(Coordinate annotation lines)
+ + + + + + +

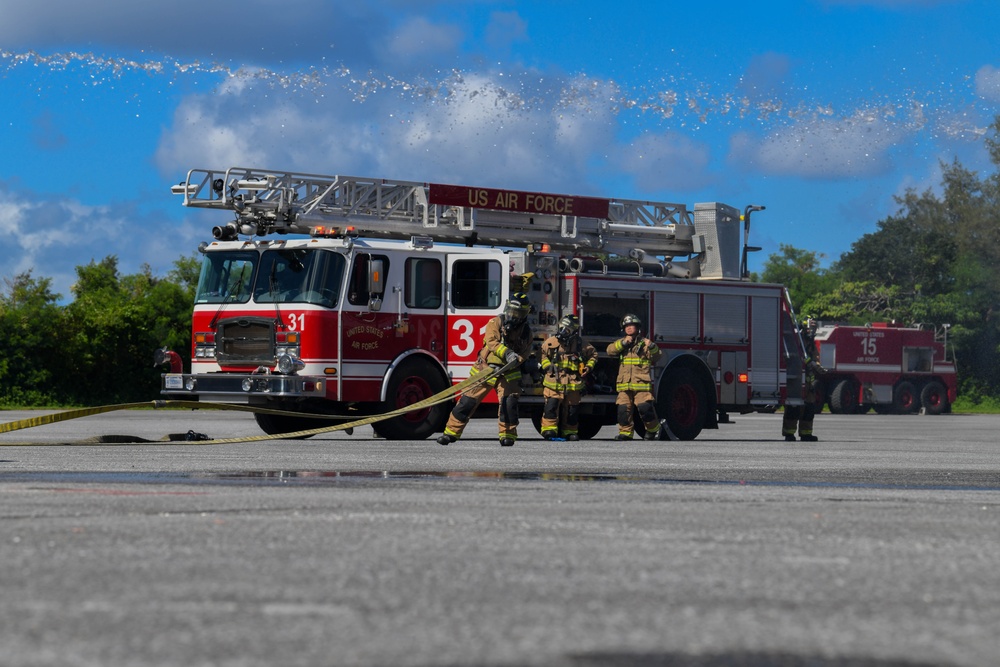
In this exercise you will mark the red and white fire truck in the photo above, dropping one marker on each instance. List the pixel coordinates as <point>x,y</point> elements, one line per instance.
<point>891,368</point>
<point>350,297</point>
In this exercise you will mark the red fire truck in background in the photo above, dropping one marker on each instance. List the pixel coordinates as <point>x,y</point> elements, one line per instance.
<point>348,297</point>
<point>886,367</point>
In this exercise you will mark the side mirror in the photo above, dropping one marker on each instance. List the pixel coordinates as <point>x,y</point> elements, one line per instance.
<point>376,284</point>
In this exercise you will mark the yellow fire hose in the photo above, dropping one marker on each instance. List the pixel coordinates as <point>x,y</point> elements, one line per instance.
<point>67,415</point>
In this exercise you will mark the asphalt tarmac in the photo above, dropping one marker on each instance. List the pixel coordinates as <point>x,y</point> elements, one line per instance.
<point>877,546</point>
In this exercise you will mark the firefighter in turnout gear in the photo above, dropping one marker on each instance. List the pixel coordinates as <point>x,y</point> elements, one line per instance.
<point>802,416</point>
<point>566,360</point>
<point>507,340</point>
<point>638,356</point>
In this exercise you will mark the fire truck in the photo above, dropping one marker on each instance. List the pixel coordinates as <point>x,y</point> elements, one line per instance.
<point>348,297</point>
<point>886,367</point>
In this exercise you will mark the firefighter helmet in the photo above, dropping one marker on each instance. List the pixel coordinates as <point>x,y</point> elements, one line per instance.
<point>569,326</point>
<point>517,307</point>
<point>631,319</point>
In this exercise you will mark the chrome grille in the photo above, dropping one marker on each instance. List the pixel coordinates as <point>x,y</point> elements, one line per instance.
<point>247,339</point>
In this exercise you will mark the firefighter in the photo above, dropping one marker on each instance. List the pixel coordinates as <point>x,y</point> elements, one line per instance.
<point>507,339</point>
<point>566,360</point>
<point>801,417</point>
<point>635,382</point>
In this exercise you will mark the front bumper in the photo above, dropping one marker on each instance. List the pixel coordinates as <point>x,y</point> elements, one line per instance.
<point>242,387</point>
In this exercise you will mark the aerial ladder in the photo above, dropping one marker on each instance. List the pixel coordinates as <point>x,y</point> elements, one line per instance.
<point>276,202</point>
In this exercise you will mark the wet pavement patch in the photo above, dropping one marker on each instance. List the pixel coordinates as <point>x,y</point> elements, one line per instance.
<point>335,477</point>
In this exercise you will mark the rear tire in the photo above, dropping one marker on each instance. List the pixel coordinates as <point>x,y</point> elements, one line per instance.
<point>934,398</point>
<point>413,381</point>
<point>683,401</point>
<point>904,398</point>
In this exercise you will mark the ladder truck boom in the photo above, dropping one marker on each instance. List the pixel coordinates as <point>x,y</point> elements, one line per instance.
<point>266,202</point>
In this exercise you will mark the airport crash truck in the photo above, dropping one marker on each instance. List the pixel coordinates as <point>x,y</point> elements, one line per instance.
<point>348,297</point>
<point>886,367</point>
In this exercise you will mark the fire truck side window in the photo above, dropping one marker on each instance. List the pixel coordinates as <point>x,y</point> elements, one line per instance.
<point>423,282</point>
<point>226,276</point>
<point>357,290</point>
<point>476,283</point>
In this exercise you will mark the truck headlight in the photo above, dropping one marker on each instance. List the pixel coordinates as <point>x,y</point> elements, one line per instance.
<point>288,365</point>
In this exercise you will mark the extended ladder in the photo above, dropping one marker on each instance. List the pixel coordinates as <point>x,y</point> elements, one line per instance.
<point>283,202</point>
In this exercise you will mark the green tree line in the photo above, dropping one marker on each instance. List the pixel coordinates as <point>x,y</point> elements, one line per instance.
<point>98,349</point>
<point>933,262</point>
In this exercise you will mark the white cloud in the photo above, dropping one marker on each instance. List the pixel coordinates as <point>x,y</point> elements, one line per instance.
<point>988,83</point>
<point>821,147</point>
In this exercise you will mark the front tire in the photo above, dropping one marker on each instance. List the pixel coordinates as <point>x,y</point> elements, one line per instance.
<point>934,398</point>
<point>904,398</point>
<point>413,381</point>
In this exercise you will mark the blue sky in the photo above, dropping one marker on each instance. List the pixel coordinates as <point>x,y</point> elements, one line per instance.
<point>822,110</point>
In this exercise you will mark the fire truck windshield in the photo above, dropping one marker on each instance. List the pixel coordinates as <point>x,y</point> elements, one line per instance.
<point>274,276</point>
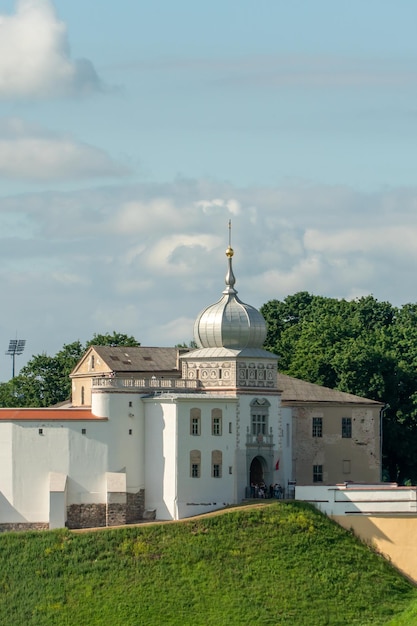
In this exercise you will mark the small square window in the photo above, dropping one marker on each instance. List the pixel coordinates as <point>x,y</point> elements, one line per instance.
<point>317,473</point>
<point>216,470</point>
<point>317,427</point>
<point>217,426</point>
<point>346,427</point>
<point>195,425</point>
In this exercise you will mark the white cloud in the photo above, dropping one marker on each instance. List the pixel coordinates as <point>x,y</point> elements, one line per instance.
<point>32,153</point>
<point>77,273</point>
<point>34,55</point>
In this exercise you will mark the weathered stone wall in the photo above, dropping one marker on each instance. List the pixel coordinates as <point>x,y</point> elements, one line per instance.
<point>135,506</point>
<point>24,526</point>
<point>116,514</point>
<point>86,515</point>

+ + + + + + +

■ EXERCISE DETAILS ■
Format the lines above as a two-column CSV with the headers text and points, giving each line of wording its own row and all of its coordinates in the points column. Put every field in quotes, turn line breaks inside a field into spaces, and leave the pictures out.

■ EXERCISE RESULT ■
text,points
"In this exercise you will mark the red and white fire truck in the photo above, dropping one marker on each instance. List the pixel coordinates as <point>x,y</point> elements, one line per instance.","<point>891,368</point> <point>350,297</point>"
"In this exercise you will mark the red fire truck in background in the photo above, dropping one marker on each instance. List the pixel coordinates as <point>x,y</point> elements, one line per instance.","<point>348,297</point> <point>886,367</point>"
"In this exercise you will mark the side mirror in the photo above, dropping one marker on each instance. List the pixel coordinates as <point>x,y</point> elements, one line per instance.","<point>376,284</point>"
"In this exercise you will mark the yellow fire hose in the photo above, dropping one marker on each instance. List the pixel coordinates as <point>x,y</point> elements, one line per instance.","<point>67,415</point>"
"In this exercise you will mark the asphalt tarmac in the photo above, dropping one marker on each instance. List the pixel coordinates as <point>x,y</point> elements, one line per instance.","<point>877,546</point>"
"In this exercise you will mark the firefighter in turnout gear in the photo above, dropping one marker on each instance. List the pixel coordinates as <point>x,y</point> elements, one line per instance.","<point>802,416</point> <point>566,360</point> <point>507,340</point> <point>638,356</point>"
"In this exercise you will mark the fire truck in the photo above, dropping one marker on each instance. List the pixel coordinates as <point>x,y</point> elements, one line per instance.","<point>348,297</point> <point>886,367</point>"
"In this exercise you will mark the firefighter helmet in the photo above, dropping one marker on each instance. List the pixel coordinates as <point>x,y</point> elements, one line per instance.","<point>569,326</point> <point>517,307</point> <point>631,319</point>"
"In this exercise you will mark the chrome grille in the photo above, dropping one marker on each instance. List the pixel coordinates as <point>x,y</point> elements, one line per instance.","<point>247,339</point>"
"In this exercise you will mark the firefighter in the photo above, dropping one marker on each instance. List the pixel coordinates as <point>x,y</point> elements, one line per instance.","<point>507,339</point> <point>566,360</point> <point>801,417</point> <point>635,382</point>"
"In this exercise you will mark the front bumper in the photo above, dropping one marker on each instance. List the pixel coordinates as <point>x,y</point> elements, one line per instance.","<point>242,387</point>"
"In this exercise you will mark the aerial ladder in the photo above, dropping one marker on each instance. List the pixel coordinates as <point>x,y</point> elements, one line per instance.","<point>276,202</point>"
"In this exercise you will mark the wet pavement patch in the photo above, dropping one marker on each instance. List the pixel coordinates as <point>x,y</point> elements, one line per instance.","<point>335,477</point>"
"In this exercise you will mark the rear tire in the photo above, dropping one marker on each instance. List the pixel coordinates as <point>x,y</point> elements, one line per instance.","<point>934,398</point> <point>413,381</point> <point>683,401</point> <point>904,398</point>"
"In this exercise you will mark the ladder truck boom in the photo above, dropping one marker on each instance. List the pixel coordinates as <point>x,y</point> elements, one line per instance.","<point>266,202</point>"
"In this exercise you will mark the airport crash truck in the photo above, dropping one marker on each instance. List the pixel coordinates as <point>x,y</point> elements, one line per instance.","<point>348,297</point> <point>886,367</point>"
"In this exercise you will mark the fire truck side window in the photo above, dropping one marker on each instance. List the pixel coordinates as <point>x,y</point> elements, one line per instance.","<point>423,282</point> <point>226,276</point> <point>357,290</point> <point>476,283</point>"
"In this exercise you will mark the truck headlight in the photo above, dropping one marker on each instance. List the pixel coordinates as <point>x,y</point> elements, one line per instance.","<point>288,365</point>"
"In this exercise you will mark the extended ladder in the photo above, dropping one marker on each instance. List the pixel coordinates as <point>x,y</point> elements, one line per instance.","<point>283,202</point>"
"In this exercise you will mark the green tree line in the photo above, dropping one marker on each instance. List the pixel coordinates as <point>x,y</point> elements, one line per instance.","<point>98,349</point> <point>933,262</point>"
"In this exercise you will mark the white cloud in the photo above, dropping one marker on each instance. List the pixel coordinates as <point>x,y</point> elements, one line per instance.","<point>988,83</point> <point>821,147</point>"
"In this exercise you will mark the front tire in the photo above, dropping one marker on each instance. List the pixel coordinates as <point>x,y</point> elements, one line per instance.","<point>934,398</point> <point>904,398</point> <point>413,381</point>"
"In this exercise you will mark the blue sky in the photo above, dropping one marker on each instance. List the pixel coordinates as <point>x,y</point> elements, one line per instance.","<point>822,110</point>"
"In this exercise you will mark the fire truck windshield in the photo above, dropping one marker on each instance. List the pixel coordinates as <point>x,y</point> elements, one line per instance.","<point>274,276</point>"
"In this exercise you will mark the small square window in the photo above, dropping one marker on each instance. List the pixel coordinates as <point>x,y</point> elements, one line per instance.","<point>317,473</point> <point>216,470</point> <point>317,427</point> <point>217,426</point> <point>346,427</point> <point>195,425</point>"
"In this exercise you will mark the white cloud in the photo above, dropping one marker on each instance. List the pixel coordinates as <point>x,y</point> elements, one line per instance.","<point>32,153</point> <point>77,273</point> <point>34,55</point>"
"In this exercise you will mark the weathered stone wall in the photo above, dropping one marker on each instance. List the pixel coordinates as <point>x,y</point> elements, one line per instance.","<point>135,506</point> <point>24,526</point> <point>116,514</point> <point>86,515</point>"